■ Exercise goal
Starting at the line that holds "body, shaped like this sample", copy every line exactly through the end of the data, and no others.

───

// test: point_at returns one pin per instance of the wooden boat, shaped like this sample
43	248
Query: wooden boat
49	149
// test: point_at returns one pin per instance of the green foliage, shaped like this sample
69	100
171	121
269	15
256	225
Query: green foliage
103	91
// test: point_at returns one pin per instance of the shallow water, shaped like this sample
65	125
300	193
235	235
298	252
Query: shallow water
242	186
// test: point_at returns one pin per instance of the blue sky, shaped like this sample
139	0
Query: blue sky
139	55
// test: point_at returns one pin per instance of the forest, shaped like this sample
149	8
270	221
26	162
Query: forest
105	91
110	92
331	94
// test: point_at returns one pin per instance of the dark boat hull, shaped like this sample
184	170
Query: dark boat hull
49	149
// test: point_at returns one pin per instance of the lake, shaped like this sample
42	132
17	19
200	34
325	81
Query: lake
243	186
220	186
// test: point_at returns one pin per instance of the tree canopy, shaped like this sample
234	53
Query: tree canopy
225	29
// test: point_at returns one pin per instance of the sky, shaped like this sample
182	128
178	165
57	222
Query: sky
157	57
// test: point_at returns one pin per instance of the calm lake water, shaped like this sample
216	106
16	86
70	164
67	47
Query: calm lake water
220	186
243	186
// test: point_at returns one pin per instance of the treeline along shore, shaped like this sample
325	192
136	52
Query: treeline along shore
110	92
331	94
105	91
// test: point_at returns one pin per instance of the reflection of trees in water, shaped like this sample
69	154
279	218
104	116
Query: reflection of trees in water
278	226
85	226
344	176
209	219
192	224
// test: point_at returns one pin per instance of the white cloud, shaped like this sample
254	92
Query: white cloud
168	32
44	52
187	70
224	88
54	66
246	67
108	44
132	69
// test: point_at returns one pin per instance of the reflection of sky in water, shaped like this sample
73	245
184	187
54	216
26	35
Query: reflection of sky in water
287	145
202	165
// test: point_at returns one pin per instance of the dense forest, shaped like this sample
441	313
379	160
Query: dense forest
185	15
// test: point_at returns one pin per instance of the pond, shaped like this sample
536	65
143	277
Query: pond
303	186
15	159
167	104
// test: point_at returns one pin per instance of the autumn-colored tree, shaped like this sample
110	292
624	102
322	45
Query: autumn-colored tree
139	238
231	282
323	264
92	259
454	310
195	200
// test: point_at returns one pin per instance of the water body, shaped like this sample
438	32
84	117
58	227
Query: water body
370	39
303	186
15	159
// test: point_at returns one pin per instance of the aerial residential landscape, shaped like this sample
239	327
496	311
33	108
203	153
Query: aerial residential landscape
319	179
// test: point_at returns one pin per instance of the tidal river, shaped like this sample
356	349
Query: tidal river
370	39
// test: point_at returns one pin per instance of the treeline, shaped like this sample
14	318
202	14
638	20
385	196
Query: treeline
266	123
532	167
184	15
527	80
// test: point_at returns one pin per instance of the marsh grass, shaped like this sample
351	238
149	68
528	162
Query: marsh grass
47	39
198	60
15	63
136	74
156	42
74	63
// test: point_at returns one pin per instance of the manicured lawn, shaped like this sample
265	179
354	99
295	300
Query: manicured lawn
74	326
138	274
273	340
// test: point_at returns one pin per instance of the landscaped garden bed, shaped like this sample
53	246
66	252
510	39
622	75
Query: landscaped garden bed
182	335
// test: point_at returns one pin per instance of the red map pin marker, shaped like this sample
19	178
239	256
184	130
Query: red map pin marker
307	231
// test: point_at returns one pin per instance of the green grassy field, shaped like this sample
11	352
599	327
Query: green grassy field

───

■ Output below
// test: point_at returns one pin per instance of the water body, shaped like this sample
438	32
84	117
58	227
Query: water body
370	39
303	186
15	159
// test: point_at returns one pin per instance of the aerial residential landscape, shaped like this sample
239	327
496	311
33	108
203	153
Query: aerial residential landscape
319	179
// test: point_at returns one pin per instance of the tidal river, shaped like this sample
356	349
Query: tidal river
370	39
// test: point_at returns one pin per instance of the treeline, shaped like this sample
14	318
202	14
638	20
385	196
Query: treeline
266	123
532	167
184	15
527	80
// test: point_at returns one pin per instance of the marsh grass, shaped like this sample
351	238
149	68
528	162
Query: marsh grass
47	39
198	60
15	63
136	74
156	42
74	63
// test: point_at returns one pin per instance of the manicured lawn, shaped like this sample
265	179
354	99
295	300
Query: manicured lawn
74	326
138	274
273	340
// test: point_at returns one pin per instance of the landscaped garden bed, shaped like this sample
53	246
66	252
510	39
622	75
Query: landscaped garden bed
182	335
// test: point_at returns one pin per instance of the red map pin marker, shaped like this sample
19	178
239	256
184	130
Query: red map pin marker
307	231
// test: point_at returns one pin per instance of the green grassy field, shaped like this sample
11	352
599	327
Query: green grassy field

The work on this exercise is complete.